> The problem: Exact reproduction of every entry is required.

> Information shown:
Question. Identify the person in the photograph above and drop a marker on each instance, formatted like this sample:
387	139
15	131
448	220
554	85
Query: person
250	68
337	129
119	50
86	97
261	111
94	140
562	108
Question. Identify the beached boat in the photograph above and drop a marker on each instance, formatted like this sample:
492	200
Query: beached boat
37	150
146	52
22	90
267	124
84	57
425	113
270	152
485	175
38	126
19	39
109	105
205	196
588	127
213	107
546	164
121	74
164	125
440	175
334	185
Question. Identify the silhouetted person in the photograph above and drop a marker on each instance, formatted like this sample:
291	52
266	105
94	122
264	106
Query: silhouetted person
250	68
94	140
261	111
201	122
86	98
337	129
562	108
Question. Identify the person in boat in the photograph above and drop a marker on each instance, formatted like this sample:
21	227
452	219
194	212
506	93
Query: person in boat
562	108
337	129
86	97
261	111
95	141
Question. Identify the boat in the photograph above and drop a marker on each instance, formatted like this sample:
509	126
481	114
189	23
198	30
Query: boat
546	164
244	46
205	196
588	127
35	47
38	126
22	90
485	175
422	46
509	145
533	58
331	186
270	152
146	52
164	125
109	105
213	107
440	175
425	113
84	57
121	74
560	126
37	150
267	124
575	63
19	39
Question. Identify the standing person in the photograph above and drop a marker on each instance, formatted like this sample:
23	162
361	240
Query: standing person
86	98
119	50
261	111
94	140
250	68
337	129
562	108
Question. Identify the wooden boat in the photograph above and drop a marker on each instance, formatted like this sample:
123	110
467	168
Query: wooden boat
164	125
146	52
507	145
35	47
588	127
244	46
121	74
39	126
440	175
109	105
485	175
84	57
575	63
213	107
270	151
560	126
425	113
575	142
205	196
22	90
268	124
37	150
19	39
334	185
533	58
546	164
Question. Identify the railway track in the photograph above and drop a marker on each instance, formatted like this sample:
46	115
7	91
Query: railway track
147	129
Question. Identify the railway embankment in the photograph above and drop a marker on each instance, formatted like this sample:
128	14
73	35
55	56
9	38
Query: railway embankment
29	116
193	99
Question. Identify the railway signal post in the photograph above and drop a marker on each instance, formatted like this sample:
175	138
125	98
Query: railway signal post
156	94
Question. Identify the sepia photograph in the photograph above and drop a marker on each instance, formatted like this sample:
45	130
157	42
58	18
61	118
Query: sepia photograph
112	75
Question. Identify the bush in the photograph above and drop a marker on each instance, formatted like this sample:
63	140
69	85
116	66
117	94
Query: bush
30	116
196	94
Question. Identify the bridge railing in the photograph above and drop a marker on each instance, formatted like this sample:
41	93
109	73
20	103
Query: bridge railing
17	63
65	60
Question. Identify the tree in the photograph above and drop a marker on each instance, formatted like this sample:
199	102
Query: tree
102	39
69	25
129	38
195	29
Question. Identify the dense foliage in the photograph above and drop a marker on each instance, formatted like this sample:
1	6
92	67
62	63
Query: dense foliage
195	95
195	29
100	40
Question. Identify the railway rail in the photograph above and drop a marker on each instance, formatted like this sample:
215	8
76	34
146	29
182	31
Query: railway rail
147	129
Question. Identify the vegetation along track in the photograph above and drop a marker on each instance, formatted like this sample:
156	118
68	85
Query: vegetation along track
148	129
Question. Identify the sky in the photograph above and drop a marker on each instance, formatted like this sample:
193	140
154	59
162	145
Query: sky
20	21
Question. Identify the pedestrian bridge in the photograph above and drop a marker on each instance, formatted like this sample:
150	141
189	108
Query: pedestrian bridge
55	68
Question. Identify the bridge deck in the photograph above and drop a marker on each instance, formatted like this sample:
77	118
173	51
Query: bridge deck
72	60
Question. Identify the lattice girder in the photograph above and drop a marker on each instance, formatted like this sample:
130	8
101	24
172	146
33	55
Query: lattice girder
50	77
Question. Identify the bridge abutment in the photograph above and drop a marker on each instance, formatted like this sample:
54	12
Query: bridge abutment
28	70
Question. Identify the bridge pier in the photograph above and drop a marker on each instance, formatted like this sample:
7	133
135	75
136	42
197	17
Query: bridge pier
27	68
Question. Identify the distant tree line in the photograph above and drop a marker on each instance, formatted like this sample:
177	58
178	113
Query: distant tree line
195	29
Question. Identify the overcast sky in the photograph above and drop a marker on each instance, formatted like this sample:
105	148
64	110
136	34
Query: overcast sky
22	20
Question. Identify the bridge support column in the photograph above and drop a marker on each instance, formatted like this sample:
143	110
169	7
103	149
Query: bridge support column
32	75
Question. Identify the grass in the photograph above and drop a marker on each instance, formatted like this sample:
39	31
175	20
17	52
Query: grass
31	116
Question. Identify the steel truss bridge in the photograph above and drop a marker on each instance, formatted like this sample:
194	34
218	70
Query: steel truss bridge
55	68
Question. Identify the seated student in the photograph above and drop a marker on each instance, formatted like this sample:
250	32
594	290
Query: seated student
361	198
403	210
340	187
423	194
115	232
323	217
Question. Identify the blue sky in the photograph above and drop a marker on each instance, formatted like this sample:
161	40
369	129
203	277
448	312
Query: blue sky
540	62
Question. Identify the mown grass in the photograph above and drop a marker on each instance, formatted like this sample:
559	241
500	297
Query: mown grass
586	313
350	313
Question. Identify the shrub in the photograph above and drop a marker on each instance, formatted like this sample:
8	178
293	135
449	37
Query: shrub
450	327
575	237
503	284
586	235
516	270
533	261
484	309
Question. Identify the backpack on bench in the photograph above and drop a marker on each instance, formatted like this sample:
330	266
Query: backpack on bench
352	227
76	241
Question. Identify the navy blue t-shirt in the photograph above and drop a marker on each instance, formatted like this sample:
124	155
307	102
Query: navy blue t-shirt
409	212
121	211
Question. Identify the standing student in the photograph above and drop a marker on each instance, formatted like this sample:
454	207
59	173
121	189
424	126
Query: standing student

> Response below:
Question. Identify the person in the photograph above and drop a marker on each instance, formatted like this sample:
387	139
15	131
448	220
554	85
Query: person
250	68
337	129
119	50
86	97
261	111
94	140
562	108
Question. Identify the beached boat in the photograph above and drop a marker on each instance, formatted like this sample:
492	200
Query: beached boat
37	150
146	52
22	90
267	124
84	57
425	113
270	152
485	175
38	126
19	39
109	105
205	196
588	127
213	107
546	164
121	74
164	125
440	175
334	185
Question. Identify the silhouetted person in the photograph above and drop a marker on each instance, formatted like this sample:
291	52
266	105
94	122
264	106
Query: silhouetted person
250	68
94	140
261	111
201	122
86	98
337	129
562	108
Question. Identify the person in boat in the photograph above and drop a marker on each instance, formatted like this sample:
21	227
452	219
194	212
506	93
Query: person in boat
562	108
337	129
86	97
261	111
95	141
Question. Identify the boat in the photograph above and drop a marker on each instance, formatted like this sample:
509	126
481	114
189	23
198	30
Query: boat
546	164
244	46
205	196
588	127
35	47
38	126
22	90
485	175
422	46
509	145
533	58
331	186
270	152
146	52
164	125
109	105
213	107
440	175
425	113
84	57
121	74
560	126
37	150
267	124
575	63
19	39
Question. Identify the standing person in the photograph above and drop a marker on each instance, formatted like this sample:
23	162
361	240
Query: standing person
86	98
119	50
261	111
94	140
250	68
337	129
562	108
Question. Identify the wooden boat in the photograph above and drop a marker on each instance, formatted like this sample:
123	110
467	168
Query: wooden boat
164	125
146	52
507	145
35	47
588	127
244	46
121	74
39	126
440	175
109	105
485	175
84	57
575	63
213	107
270	151
560	126
425	113
575	142
205	196
22	90
268	124
37	150
19	39
334	185
533	58
546	164
Question. Identify the railway track in the photograph above and drop a marker on each instance, formatted like this sample:
46	115
7	91
Query: railway track
147	129
Question. Identify the railway embankment in the photograph above and drop a marker on each instance, formatted like this sample:
128	14
73	35
55	56
9	38
Query: railway embankment
29	116
193	99
Question. Identify the railway signal post in the photograph above and drop a marker on each instance, formatted like this sample:
175	138
125	98
Query: railway signal post
156	94
Question. Identify the sepia photograph in the photograph above and drop a marker on each instance, formatted like this sample:
45	130
157	42
58	18
61	118
Query: sepia photograph
112	75
Question. Identify the bush in the photograph above and drop a marker on each instance, formatted like this sample:
63	140
69	85
116	66
117	94
Query: bush
30	116
196	94
Question. Identify the bridge railing in the photograph above and drop a marker on each instance, formatted like this sample:
41	93
109	73
20	103
Query: bridge railing
17	63
65	60
Question. Identify the tree in the photograph above and drop a marker on each instance, formatted like this sample:
199	102
Query: tree
102	39
69	25
129	38
195	29
Question. Identify the dense foliage in the photograph above and drop a marker on each instance, formatted like this sample:
1	6
92	67
62	63
Query: dense foliage
195	95
195	29
100	40
Question. Identify the railway rail in the photograph above and drop a marker on each instance, formatted like this sample:
215	8
76	34
146	29
182	31
Query: railway rail
147	129
Question. Identify the vegetation along track in the photograph above and drop a marker on each instance, formatted like this sample:
156	118
68	85
Query: vegetation along track
148	129
Question. Identify the sky in the photograph above and drop a marker on each instance, formatted like this sample:
193	140
154	59
162	145
Query: sky
20	21
Question. Identify the pedestrian bridge in the photograph above and drop a marker on each instance, formatted like this sample:
150	141
189	108
Query: pedestrian bridge
55	68
Question. Identify the bridge deck in the photograph above and drop a marker on each instance, formatted like this sample:
77	118
173	51
Query: bridge deck
72	60
Question. Identify the lattice girder in the photograph above and drop a marker on each instance, formatted like this sample:
130	8
101	24
172	146
33	55
Query: lattice girder
50	77
Question. Identify the bridge abutment in the photograph above and drop a marker on each instance, formatted like this sample:
54	12
Query: bridge abutment
28	70
Question. Identify the bridge pier in the photograph above and drop a marker on each instance, formatted like this sample:
7	133
135	75
136	42
197	17
Query: bridge pier
27	68
Question. Identify the distant tree line in the photograph above and drop a marker on each instance, formatted like this sample:
177	58
178	113
Query: distant tree line
195	29
Question. Identify the overcast sky in the photograph above and drop a marker on each instance, formatted like this sample:
105	148
64	110
136	34
Query: overcast sky
22	20
Question. Identify the bridge support column in the photograph above and drop a marker on each instance, formatted like this sample:
143	110
169	7
103	149
Query: bridge support column
32	75
Question. Identify the grass in the photograph above and drop a marker on each instance, formatted like this sample:
39	31
175	20
17	52
Query: grass
31	116
Question. Identify the steel truss bridge in the photograph above and drop a marker on each instance, formatted like this sample:
194	34
218	70
Query: steel truss bridge
55	68
Question. Identify the seated student in the photograph above and drop a marker on each instance, formatted like this sample:
250	32
594	290
Query: seated student
361	198
403	210
340	187
423	194
115	232
323	217
Question. Identify the blue sky in the photograph above and drop a marker on each instance, formatted like this sample:
161	40
369	129
203	277
448	312
Query: blue sky
540	62
Question. Identify the mown grass in the photograph above and drop a marker on each instance, formatted like this sample:
559	241
500	297
Query: mown grass
586	313
350	313
Question. Identify the shrub in the photograph above and drop a marker on each instance, formatted like this sample:
8	178
293	135
449	37
Query: shrub
450	327
575	237
503	284
586	235
516	270
533	261
484	309
Question. Identify the backpack on bench in the photograph above and drop a marker on each instance, formatted like this sample:
330	266
Query: backpack on bench
352	227
76	241
Question. Identify the navy blue t-shirt in the photograph above and drop a marker on each instance, formatted like this sample:
124	155
307	102
Query: navy blue t-shirt
409	212
121	211
Question. Identify the standing student in the photograph above and drop a marker on each instance, formatted like this sample:
454	207
59	173
121	189
424	126
Query: standing student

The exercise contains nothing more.